§ Passage
Old World Aviaries

Antioxidants and preservatives

Blake Hawley, DVM
Director of Education
Kaytee Products, Inc.

Antioxidants, which are typically considered under the general category of preservatives, are used to prevent the reaction of certain food constituents (primarily fat and oil or foods of animal origin, such as egg) with oxygen. This protective effect is necessary to prevent a food or diet from spoiling, becoming rancid or discolored. The use of antioxidants has occasionally been questioned by aviculturists, pet owners and retailers. This concern focuses on the question of safety and the necessity of antioxidants in processed foods.

Antioxidants serve several functions in a diet. Of most importance to long term health is preventing the formation of hydroperoxides and free radicals, compounds that damage the cell's structure and possibly result in neoplasia (cancer). Of short term concern, antioxidants prevent fat oxidation (rancidity). Rancidity creates off-flavors and off-odors which dramatically decrease palatability and food consumption. Antioxidants also prevent the destruction of several nutrients. They provide direct protection to a number of vitamins which are unstable to the effects of oxygen, and indirectly, they prevent nutrient destruction caused by rancid fat's highly reactive free radicals. Fat rancidity and vitamin destruction can occur very quickly without an appropriate antioxidant present.

Natural antioxidants such as ascorbic acid (vitamin C) and vitamin E or other related tocopherols are effective antioxidants but are relatively short lived when compared to the chemical antioxidants. Due to the realities of the pet food distribution system and the relatively low volumes and slow use of exotic bird foods, the time interval between manufacturing a product and feeding it may be beyond the effective life of a natural antioxidant. If the product could be produced, refrigerated and consumed within a few months, natural antioxidants may be practical. However, since this time frame cannot be guaranteed, it is prudent to use the more stable chemical antioxidants for this critical function.

§ Data under study
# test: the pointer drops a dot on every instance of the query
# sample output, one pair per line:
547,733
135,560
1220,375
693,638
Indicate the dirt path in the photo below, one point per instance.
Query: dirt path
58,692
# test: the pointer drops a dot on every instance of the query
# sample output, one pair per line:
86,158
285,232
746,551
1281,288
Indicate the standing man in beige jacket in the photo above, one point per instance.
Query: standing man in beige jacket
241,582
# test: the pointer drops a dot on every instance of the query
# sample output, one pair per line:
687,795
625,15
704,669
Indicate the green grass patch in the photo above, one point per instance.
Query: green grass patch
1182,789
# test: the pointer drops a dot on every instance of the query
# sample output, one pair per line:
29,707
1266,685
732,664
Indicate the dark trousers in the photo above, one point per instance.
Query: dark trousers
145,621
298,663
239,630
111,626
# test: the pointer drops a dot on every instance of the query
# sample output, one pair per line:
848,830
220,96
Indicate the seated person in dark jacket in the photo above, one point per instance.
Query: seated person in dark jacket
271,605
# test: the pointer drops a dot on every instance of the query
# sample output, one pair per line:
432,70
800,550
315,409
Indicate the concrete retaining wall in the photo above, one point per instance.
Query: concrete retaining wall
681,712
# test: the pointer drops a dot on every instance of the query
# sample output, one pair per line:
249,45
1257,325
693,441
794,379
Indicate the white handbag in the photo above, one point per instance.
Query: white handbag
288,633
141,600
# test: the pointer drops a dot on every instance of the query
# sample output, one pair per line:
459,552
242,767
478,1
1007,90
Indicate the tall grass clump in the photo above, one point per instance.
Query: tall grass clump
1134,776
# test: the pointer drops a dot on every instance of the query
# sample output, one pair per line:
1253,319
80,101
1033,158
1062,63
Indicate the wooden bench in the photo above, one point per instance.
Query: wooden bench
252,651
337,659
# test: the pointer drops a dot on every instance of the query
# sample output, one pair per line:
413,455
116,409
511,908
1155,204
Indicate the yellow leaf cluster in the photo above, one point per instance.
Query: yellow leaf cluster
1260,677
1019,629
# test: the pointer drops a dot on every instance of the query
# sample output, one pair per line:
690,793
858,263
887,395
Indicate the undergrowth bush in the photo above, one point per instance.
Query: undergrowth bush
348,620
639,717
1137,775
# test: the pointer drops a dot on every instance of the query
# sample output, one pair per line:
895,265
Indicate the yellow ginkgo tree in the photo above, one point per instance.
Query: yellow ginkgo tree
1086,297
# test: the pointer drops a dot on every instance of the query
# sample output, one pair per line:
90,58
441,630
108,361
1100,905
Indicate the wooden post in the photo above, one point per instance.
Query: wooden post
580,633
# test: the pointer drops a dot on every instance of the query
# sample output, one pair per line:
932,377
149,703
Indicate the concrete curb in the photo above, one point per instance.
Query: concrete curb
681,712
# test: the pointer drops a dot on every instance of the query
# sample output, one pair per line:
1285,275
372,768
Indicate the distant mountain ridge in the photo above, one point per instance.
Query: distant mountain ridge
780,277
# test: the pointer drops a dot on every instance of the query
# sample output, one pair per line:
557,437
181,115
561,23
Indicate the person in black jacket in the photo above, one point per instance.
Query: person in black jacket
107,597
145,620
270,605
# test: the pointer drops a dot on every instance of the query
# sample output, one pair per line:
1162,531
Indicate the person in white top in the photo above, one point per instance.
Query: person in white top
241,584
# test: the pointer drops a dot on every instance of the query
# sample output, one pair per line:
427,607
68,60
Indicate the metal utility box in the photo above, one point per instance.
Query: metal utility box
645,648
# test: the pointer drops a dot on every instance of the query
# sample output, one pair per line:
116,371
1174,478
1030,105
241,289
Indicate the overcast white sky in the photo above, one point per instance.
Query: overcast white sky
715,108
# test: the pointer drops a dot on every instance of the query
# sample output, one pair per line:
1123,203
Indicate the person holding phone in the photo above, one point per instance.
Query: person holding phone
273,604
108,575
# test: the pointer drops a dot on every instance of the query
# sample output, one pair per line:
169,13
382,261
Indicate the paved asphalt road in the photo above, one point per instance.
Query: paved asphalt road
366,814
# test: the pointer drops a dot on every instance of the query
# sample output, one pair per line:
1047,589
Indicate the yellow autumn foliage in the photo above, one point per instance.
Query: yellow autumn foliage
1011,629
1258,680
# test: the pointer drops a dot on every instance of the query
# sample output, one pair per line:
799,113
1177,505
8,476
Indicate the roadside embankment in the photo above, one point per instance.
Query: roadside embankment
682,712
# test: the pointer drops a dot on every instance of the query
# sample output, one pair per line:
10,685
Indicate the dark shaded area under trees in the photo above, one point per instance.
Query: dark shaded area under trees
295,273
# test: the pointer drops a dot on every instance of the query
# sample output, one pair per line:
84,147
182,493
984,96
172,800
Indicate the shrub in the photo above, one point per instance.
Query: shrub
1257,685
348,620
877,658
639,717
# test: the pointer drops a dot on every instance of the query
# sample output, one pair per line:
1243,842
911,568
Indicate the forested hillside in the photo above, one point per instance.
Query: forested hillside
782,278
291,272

§ Work required
Reproduce word for word the part of the article on antioxidants and preservatives that begins with "Blake Hawley, DVM" and ends after "in processed foods.".

§ Answer space
Blake Hawley, DVM
Director of Education
Kaytee Products, Inc.

Antioxidants, which are typically considered under the general category of preservatives, are used to prevent the reaction of certain food constituents (primarily fat and oil or foods of animal origin, such as egg) with oxygen. This protective effect is necessary to prevent a food or diet from spoiling, becoming rancid or discolored. The use of antioxidants has occasionally been questioned by aviculturists, pet owners and retailers. This concern focuses on the question of safety and the necessity of antioxidants in processed foods.